>>>
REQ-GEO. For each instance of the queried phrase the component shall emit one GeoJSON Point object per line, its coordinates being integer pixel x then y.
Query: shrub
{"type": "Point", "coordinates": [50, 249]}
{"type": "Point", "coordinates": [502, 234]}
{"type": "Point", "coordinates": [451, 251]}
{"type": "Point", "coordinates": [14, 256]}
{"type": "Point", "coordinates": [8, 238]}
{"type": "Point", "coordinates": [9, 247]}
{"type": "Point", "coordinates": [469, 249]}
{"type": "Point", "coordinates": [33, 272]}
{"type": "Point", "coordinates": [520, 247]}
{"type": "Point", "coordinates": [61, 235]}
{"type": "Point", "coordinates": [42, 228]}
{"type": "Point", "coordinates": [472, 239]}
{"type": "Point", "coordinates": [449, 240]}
<<<
Work item -> Every entry, from top to bottom, should be repeated word for word.

Answer to the problem ->
REQ-GEO. For each instance of the queried phrase the component shall emit one GeoJSON Point object per line, its coordinates being integer pixel x then y.
Query: shrub
{"type": "Point", "coordinates": [50, 249]}
{"type": "Point", "coordinates": [502, 234]}
{"type": "Point", "coordinates": [451, 251]}
{"type": "Point", "coordinates": [14, 256]}
{"type": "Point", "coordinates": [8, 238]}
{"type": "Point", "coordinates": [9, 247]}
{"type": "Point", "coordinates": [469, 249]}
{"type": "Point", "coordinates": [33, 272]}
{"type": "Point", "coordinates": [520, 247]}
{"type": "Point", "coordinates": [61, 235]}
{"type": "Point", "coordinates": [42, 228]}
{"type": "Point", "coordinates": [472, 239]}
{"type": "Point", "coordinates": [449, 240]}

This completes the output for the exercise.